Teks Bacaan:
━━━━━━━━━━

Yesus juga digambarkan
sebagai yang mengeritik perilaku bangsa Yahudi yang tidak melakukan Taurat
secara sempurna, bahkan cenderung menunjukkan gejala kemunafikan, seolah suci
dan benar, padahal sebenarnya tidak (Matius 23).
Dengan kritik itu,
Matius ingin membesarkan hati para pengikut Kristus untuk tidak berkecil hati
ketika mereka dituduh tidak murni lagi. Mereka bahkan patut bangga bahwa Yesus,
Mesias mereka itu bahkan lebih murni dari bangsa Yahudi yang dikatakan munafik
lewat berbagai cara beragama mereka seperti berdoa yang panjang-panjang, di
jalan-jalan, dsbnya.
GARIS BESAR KHOTBAH
Sebenarnya,
ketidakbersihan bangsa Yahudi itu sudah digambarkan Matius bahkan sejak pasal 1
seperti dalam silsilah Yesus (Matius 1:1-17). Disitu diringkaskan dari sejarah
bangsa Israel dan Yahudi bahwa garis keturunan mereka juga tidak sepenuhnya
murni dan bersih. Paling sedikit ada empat nama perempuan yang dalam Alkitab Perjanjian Lama cerita tentang
mereka tidak menyenangkan. Mereka adalah Tamar, Rut, Rahab, dan istri Uria. Nama-nama
yang diungkit Matius dalam silsilah itu menyebabkan orang Yahudi yang merasa
dirinya kudus dan murni itu patut mengerenyitkan dahinya. Keempat perempuan itu
dalam perjanjian lama digambarkan sebagai perempuan-perempuan yang tidak murni
seperti yang diklaim oleh bangsa Israel itu. Mereka bahkan dihubungkan dengan
hal-hal yang “kotor” alias tidak sempurna. Tamar adalah sosok yang digambarkan
keturunannya dengan menjalankan peran sebagai seorang pelacur. Rut adalah
seorang Moab, orang asing (Goyim) yang tidak layak digauli umat Tuhan (am),
bahkan terkutuk karena kematian suaminya. Rahab sudah jelas adalah pelacur yang
menyelamatkan juru intai bangsa Israel. Dan terakhir istri Uria yang
diperistrikan Daud karena cara-cara yang tidak terpuji dengan upaya sehingga
memungkinkan suaminya Uria dibunuh. Itu sejarah bangsa Yahudi yang dianggap
suci dan murni.
Dalam Injilnya Matius
ingin bertanya, apakah yang dapat dibanggakan dengan kesucian dan kemurnian itu
dengan adanya empat perempuan itu?

━━━━━━━━━━

Daftar Data:

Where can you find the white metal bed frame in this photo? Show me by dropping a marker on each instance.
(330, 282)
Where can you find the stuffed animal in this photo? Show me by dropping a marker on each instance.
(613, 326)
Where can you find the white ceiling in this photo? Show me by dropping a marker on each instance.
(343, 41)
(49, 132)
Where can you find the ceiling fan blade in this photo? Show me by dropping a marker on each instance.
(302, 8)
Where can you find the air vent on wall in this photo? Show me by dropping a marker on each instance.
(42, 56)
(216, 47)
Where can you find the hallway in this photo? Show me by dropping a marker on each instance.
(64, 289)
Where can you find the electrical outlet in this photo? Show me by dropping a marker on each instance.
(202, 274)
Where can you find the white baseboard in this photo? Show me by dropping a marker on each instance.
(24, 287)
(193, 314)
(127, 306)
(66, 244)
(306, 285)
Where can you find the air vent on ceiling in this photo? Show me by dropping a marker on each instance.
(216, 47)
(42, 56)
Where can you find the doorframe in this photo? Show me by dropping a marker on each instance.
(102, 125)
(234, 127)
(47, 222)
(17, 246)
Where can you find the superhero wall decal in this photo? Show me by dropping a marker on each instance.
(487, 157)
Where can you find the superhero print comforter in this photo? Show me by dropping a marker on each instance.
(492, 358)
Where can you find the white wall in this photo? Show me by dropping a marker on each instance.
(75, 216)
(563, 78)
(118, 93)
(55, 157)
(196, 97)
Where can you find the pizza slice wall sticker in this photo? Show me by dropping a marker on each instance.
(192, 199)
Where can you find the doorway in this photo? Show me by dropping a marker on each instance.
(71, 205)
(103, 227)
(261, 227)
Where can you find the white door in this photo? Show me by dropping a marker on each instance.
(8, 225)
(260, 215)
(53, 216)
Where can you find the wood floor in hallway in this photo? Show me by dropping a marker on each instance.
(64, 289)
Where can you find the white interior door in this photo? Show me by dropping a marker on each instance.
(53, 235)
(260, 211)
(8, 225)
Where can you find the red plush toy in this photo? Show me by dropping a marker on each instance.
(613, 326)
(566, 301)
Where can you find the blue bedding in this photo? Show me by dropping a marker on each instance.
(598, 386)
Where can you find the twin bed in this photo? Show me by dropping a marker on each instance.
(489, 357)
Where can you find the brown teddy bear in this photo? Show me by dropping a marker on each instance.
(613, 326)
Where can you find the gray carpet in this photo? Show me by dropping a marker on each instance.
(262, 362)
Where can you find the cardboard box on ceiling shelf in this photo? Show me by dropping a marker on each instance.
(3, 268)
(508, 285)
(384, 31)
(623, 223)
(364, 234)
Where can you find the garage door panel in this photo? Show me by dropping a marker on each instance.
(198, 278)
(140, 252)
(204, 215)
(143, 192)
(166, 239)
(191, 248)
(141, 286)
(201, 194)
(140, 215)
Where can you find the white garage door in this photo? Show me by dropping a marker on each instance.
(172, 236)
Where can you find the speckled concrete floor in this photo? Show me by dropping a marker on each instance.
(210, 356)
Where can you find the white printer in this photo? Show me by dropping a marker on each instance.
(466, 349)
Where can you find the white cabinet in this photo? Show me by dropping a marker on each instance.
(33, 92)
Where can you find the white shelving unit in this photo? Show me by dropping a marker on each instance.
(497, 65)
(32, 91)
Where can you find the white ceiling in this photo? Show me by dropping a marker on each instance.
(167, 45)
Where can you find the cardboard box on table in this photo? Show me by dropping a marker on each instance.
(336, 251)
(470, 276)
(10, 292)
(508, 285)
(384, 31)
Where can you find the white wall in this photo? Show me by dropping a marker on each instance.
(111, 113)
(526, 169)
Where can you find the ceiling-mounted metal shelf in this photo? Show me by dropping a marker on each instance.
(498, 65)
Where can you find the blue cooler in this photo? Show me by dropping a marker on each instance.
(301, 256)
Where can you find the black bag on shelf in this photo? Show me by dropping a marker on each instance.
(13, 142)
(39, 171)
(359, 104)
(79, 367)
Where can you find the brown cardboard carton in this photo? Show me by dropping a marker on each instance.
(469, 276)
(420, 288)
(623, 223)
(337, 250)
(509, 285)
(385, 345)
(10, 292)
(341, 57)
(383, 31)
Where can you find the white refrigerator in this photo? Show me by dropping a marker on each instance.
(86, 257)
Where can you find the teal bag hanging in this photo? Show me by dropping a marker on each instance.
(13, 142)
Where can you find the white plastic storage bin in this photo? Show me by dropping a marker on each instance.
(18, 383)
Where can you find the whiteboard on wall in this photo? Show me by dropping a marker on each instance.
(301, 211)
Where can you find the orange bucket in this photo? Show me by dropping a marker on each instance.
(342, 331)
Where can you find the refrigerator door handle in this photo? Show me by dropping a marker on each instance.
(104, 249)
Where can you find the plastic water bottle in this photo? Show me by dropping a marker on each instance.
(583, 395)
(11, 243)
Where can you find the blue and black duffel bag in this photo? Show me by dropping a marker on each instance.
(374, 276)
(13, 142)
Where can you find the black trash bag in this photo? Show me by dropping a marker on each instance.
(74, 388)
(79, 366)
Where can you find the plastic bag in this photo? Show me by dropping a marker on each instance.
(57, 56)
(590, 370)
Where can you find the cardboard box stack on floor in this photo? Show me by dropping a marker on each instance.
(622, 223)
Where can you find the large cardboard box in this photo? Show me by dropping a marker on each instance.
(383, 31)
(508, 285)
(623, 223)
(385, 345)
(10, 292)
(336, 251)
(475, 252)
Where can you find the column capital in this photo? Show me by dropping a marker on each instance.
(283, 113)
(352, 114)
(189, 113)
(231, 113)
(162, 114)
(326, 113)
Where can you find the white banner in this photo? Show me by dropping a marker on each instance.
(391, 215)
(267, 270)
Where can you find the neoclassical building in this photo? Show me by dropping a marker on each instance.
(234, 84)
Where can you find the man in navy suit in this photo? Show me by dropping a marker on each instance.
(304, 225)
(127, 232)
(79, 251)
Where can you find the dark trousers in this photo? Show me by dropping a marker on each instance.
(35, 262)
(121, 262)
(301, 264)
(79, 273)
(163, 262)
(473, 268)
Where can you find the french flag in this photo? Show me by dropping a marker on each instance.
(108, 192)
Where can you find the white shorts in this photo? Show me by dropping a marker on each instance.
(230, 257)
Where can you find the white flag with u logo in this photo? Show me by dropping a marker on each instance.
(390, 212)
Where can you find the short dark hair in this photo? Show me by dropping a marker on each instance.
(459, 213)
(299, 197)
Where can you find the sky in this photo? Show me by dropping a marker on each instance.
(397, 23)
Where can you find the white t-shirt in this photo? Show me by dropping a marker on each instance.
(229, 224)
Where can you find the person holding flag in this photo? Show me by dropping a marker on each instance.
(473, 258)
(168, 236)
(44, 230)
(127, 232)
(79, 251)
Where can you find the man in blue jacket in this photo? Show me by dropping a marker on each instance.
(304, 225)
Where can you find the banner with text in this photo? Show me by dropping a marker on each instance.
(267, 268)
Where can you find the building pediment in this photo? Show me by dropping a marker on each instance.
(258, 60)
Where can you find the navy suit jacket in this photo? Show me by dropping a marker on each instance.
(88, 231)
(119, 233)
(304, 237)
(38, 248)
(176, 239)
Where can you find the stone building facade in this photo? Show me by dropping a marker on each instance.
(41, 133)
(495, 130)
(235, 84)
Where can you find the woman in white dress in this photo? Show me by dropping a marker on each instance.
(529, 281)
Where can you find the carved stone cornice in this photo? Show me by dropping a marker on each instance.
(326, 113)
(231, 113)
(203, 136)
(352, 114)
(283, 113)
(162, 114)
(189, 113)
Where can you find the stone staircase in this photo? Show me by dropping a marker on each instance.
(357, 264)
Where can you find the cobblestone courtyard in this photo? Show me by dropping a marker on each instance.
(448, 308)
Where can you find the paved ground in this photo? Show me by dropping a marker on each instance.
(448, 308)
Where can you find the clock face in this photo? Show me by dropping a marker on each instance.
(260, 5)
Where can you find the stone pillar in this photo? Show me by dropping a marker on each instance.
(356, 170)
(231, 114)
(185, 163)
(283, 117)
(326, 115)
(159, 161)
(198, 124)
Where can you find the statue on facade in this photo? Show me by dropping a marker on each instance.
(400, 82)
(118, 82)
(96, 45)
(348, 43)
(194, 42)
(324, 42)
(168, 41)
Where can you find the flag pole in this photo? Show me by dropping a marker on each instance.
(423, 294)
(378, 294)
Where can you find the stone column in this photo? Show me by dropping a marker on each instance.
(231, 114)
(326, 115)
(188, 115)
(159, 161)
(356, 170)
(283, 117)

━━━━━━━━━━

Soal Latihan:
• A. Jawablah pertanyaan berikut berdasarkan bacaan tentang Injil Matius di atas.
(i) Pasal Injil Matius mana yang dirujuk untuk kritik Yesus terhadap kemunafikan bangsa Yahudi?
(ii) Siapa saja empat perempuan dalam silsilah Yesus yang disebut dalam bacaan?
(iii) Siapa yang diselamatkan oleh Rahab?
• B. Teruskan bacaan tentang kemurnian bangsa Yahudi dalam Injil Matius, mulai setelah kalimat terakhirnya.

Kunci Jawaban:
• A.
(i) Matius 23.
(ii) Tamar, Rut, Rahab, dan istri Uria.
(iii) Juru intai bangsa Israel.

• B.
Perempuan terakhir yang
disebut Matius dalam injilnya di pasal 1 adalah Maria. Berbeda dengan empat
perempuan lainnya, Maria tidak punya cerita “kotor”. Ia bahkan hamil oleh Roh Kudus. Begini cara Matius
menggambarkannya “ternyata ia mengandung
dari Roh Kudus,sebelum mereka hidup sebagai suami istri”. Matius 1:18b.
Kalau keempat perempuan lainnya dihubungkan dengan konotasi yang “kotor” sebagai
perempuan, Maria dalam hubungannya berasal dari Ro Kudus. Keperempuanannya
malah disucikan. Jadi Yesus yang disebut Kristus, atau Mesias, yang dipercayai
para pengikut-Nya yang Yahudi itu tidak salah. I a berasal dari keturunan yang
kudus. Ia adalah yang diurapi Tuhan,
berasal dari Tuhan.
Apakah para pengikut
Yesus harus malu mempercayainya sebagai Mesias, sebagai Tuhan perlu rendah diri
dengan pengakuannya itu? Matius mengatakan tidak! Pilihan itu tidak salah. Pilihan
itu benar karena pilihan itu adalah suci, karena keberadaan Yesus, anak Maria
itu adalah keberadaan yang kudus, keberadaan karena pekerjaan Roh Kudus.
Itu pulalah kesaksian
Paulus sendiri dalam 1 Korintus 12:3b “dan tidak ada seorangpun, yang dapat
mengaku: “Yesus adalah Tuhan,” selain oleh Roh Kudus.”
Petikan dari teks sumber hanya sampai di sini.